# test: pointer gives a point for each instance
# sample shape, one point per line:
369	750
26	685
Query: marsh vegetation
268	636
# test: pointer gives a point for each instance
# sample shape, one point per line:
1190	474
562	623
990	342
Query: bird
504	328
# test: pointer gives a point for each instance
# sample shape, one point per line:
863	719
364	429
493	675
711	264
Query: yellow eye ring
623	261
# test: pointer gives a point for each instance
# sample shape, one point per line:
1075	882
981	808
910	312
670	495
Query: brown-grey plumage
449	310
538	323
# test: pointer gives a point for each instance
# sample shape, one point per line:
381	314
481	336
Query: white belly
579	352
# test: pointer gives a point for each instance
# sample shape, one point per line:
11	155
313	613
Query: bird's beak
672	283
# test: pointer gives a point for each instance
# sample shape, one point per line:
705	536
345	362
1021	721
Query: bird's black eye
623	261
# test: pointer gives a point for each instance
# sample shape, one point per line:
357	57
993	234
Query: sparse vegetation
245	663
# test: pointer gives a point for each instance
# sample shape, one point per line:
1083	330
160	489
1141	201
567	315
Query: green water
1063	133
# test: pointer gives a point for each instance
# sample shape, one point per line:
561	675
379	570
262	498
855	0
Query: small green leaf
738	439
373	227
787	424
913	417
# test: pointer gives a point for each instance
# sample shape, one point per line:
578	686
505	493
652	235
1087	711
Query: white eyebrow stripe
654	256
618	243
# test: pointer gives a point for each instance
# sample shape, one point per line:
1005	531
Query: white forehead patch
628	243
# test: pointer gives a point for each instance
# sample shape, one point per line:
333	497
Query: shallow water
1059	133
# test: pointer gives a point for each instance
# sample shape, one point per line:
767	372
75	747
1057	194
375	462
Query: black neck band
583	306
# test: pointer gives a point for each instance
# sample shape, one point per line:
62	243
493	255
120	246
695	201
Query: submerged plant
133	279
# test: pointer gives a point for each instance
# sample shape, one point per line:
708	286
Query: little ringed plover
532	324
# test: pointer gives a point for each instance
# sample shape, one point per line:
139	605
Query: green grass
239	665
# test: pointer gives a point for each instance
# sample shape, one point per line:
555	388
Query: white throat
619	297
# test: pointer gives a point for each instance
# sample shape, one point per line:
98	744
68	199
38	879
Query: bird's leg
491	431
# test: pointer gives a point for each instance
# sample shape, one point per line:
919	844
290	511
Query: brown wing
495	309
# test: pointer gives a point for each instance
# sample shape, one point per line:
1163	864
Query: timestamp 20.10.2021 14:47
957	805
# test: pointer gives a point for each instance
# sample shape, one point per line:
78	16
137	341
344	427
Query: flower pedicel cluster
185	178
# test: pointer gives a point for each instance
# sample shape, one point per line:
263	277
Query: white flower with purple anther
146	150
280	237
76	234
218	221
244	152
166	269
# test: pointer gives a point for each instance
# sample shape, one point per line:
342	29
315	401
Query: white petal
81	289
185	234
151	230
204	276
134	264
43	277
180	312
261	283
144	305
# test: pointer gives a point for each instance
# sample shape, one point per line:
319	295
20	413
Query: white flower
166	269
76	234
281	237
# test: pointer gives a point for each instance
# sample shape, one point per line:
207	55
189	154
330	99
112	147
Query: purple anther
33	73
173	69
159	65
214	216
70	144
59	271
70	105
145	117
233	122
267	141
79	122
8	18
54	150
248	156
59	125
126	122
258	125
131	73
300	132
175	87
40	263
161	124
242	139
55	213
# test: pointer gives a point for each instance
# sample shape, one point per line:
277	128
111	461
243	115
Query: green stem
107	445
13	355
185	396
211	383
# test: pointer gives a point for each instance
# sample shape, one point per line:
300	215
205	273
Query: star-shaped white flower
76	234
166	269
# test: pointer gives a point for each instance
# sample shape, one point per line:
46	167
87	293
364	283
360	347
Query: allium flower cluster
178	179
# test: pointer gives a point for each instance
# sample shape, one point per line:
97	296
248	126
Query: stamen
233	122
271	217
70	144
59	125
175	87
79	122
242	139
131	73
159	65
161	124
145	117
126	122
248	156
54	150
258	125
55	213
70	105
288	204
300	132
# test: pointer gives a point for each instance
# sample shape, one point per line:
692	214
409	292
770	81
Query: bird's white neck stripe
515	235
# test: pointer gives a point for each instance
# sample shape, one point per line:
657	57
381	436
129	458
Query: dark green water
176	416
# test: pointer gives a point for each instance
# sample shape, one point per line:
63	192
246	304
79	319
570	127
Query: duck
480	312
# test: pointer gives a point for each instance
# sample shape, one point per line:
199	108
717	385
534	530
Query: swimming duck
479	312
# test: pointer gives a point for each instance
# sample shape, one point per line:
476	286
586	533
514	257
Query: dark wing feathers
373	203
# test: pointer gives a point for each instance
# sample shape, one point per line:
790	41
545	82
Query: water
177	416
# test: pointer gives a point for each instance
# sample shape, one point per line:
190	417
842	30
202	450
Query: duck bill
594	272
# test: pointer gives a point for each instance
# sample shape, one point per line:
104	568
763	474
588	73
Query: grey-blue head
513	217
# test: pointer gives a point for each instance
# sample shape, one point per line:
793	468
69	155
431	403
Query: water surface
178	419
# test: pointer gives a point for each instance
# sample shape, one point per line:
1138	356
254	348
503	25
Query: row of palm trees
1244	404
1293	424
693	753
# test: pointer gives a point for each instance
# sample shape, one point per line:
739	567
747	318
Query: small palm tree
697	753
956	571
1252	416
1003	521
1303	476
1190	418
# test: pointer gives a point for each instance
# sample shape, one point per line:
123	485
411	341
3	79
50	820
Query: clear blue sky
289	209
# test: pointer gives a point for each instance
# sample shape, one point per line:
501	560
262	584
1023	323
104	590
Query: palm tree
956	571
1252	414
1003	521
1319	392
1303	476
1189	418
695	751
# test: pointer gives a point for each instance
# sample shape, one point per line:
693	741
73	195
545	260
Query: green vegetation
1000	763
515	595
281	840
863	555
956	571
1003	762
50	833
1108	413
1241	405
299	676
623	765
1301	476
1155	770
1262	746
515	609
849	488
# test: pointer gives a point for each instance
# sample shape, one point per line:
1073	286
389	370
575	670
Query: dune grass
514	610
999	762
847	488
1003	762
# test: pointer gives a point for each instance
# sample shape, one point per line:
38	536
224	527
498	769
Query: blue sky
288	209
□ □ □
Exercise description: Hand back the material above in full, exactly as written.

Answer:
# test: pointer gives a point for each instance
# sample shape, one point per line:
369	750
26	685
Query: marsh vegetation
268	636
# test: pointer gives a point for each instance
# sample shape, one point per line:
1190	474
562	623
990	342
Query: bird
504	328
# test: pointer gives a point for each instance
# sample shape, one point per line:
863	719
364	429
493	675
711	264
Query: yellow eye ring
623	261
# test: pointer gives a point for each instance
# sample shape, one point per line:
1075	882
981	808
910	312
670	495
Query: brown-grey plumage
449	310
538	323
# test: pointer gives a point for each instance
# sample shape, one point per line:
381	314
481	336
Query: white belly
579	352
# test: pointer gives a point for each instance
# sample shape, one point per line:
11	155
313	613
Query: bird's beak
672	283
# test: pointer gives a point for each instance
# sample shape, one point per line:
705	536
345	362
1021	721
Query: bird's black eye
623	261
# test: pointer gives a point for each instance
# sample shape, one point per line:
357	57
993	234
Query: sparse vegetation
245	663
# test: pointer gives a point for each instance
# sample shape, one point per line:
1083	330
160	489
1141	201
567	315
Query: green water
1063	133
# test: pointer gives a point for each instance
# sample shape, one point per line:
561	675
379	570
262	498
855	0
Query: small green leaf
738	439
373	227
787	424
913	417
# test: pointer gives a point for each instance
# sample shape, one point per line:
578	686
505	493
652	235
1087	711
Query: white eyebrow stripe
654	256
618	243
# test: pointer gives a point for each instance
# sample shape, one point per line:
1005	531
Query: white forehead patch
628	243
# test: pointer gives a point for each instance
# sample shape, one point per line:
333	497
Query: shallow water
1059	133
# test: pointer gives a point for each instance
# sample shape, one point per line:
767	372
75	747
1057	194
375	462
Query: black neck band
583	306
# test: pointer gives a point for each instance
# sample shape, one point per line:
62	243
493	255
120	246
695	201
Query: submerged plant
133	279
# test: pointer gives a point for each instance
# sample shape, one point per line:
708	286
Query: little ringed plover
532	324
# test: pointer gives a point for each instance
# sample shape, one point per line:
139	605
Query: green grass
239	665
# test: pointer gives a point for each instance
# sample shape, one point per line:
555	388
Query: white throat
619	297
# test: pointer gives a point for each instance
# sample shape, one point per line:
98	744
68	199
38	879
Query: bird's leg
491	431
# test: pointer gives a point for each instance
# sample shape, one point per line:
919	844
290	511
Query: brown wing
495	309
# test: pointer gives a point for each instance
# sample shape, one point per line:
1163	864
Query: timestamp 20.10.2021 14:47
957	805
# test: pointer gives a point for each instance
# sample shape, one point per line:
78	16
137	341
344	427
Query: flower pedicel cluster
185	178
# test: pointer gives a point for each instance
# sample shape, one point per line:
263	277
Query: white flower with purple anther
146	150
280	237
76	234
218	221
244	152
166	269
# test: pointer gives a point for each instance
# sample shape, one point per line:
342	29
315	401
Query: white petal
81	289
185	234
151	230
204	276
134	264
43	277
180	312
261	283
144	305
# test: pointer gives a point for each instance
# sample shape, one point per line:
319	295
20	413
Query: white flower
166	269
76	234
281	237
# test: pointer gives a point for each instance
# sample shape, one point per line:
207	55
189	154
330	99
112	147
Query: purple anther
33	73
173	69
159	65
214	216
70	144
59	271
70	105
145	117
233	122
267	141
79	122
8	18
54	150
248	156
59	125
126	122
258	125
131	73
300	132
175	87
40	263
161	124
242	139
55	213
# test: pointer gives a point for each instance
# sample shape, one point per line:
277	128
111	461
243	115
Query: green stem
107	445
13	355
185	396
211	383
# test: pointer gives a point for each instance
# sample shape, one point per line:
300	215
205	273
Query: star-shaped white flower
76	234
166	269
# test: pointer gives a point for each instance
# sample shape, one point per line:
46	167
87	293
364	283
360	347
Query: allium flower cluster
178	179
# test: pointer gives a point for each instance
# sample shape, one point per line:
97	296
248	126
Query: stamen
233	122
271	217
70	144
59	125
175	87
79	122
242	139
131	73
159	65
161	124
145	117
126	122
248	156
54	150
258	125
55	213
70	105
288	204
300	132
# test: pointer gives a point for each instance
# sample shape, one point per line:
692	214
409	292
770	81
Query: bird's white neck stripe
515	235
# test: pointer gives a point for each instance
# sample shape, one point per line:
657	57
381	436
129	458
Query: dark green water
176	416
# test: pointer gives a point for each instance
# sample shape, one point per line:
63	192
246	304
79	319
570	127
Query: duck
480	312
# test: pointer gives a point for each instance
# sample shape, one point per line:
199	108
717	385
534	530
Query: swimming duck
479	312
# test: pointer gives a point for each instance
# sample shape, one point per line:
476	286
586	533
514	257
Query: dark wing feathers
373	203
# test: pointer gives a point for each instance
# sample shape, one point per line:
790	41
545	82
Query: water
177	416
# test: pointer gives a point for each instance
# sample shape, one point per line:
190	417
842	30
202	450
Query: duck bill
594	272
# test: pointer gives a point for each instance
# sample shape, one point per line:
104	568
763	474
588	73
Query: grey-blue head
513	217
# test: pointer gives a point for each instance
# sample shape, one point per line:
793	468
69	155
431	403
Query: water surface
178	419
# test: pointer gives a point for each instance
# sample shape, one point per line:
1138	356
254	348
503	25
Query: row of palm trees
1244	404
1293	424
693	753
# test: pointer gives a point for each instance
# sample shape, one point per line:
739	567
747	318
Query: small palm tree
697	753
956	571
1252	416
1003	521
1303	476
1190	418
# test: pointer gives a point for each instance
# sample shape, one point per line:
123	485
411	341
3	79
50	820
Query: clear blue sky
289	209
# test: pointer gives a point for each instance
# sample shape, one point per line:
501	560
262	584
1023	323
104	590
Query: palm tree
956	571
1252	414
1003	521
1319	392
1303	476
1189	418
695	751
# test: pointer gives a point for each instance
# sample shape, one point per line:
693	741
73	195
545	260
Query: green vegetation
1000	763
515	595
281	840
863	555
956	571
1003	762
50	833
1108	413
1241	405
299	676
623	765
1301	476
1155	770
1262	746
515	609
849	488
# test: pointer gives a point for each instance
# sample shape, one point per line:
1073	286
389	370
575	670
Query: dune grass
514	610
999	762
847	488
1003	762
# test: pointer gives a point for each instance
# sample shape, one point per line:
38	536
224	527
498	769
Query: blue sky
288	209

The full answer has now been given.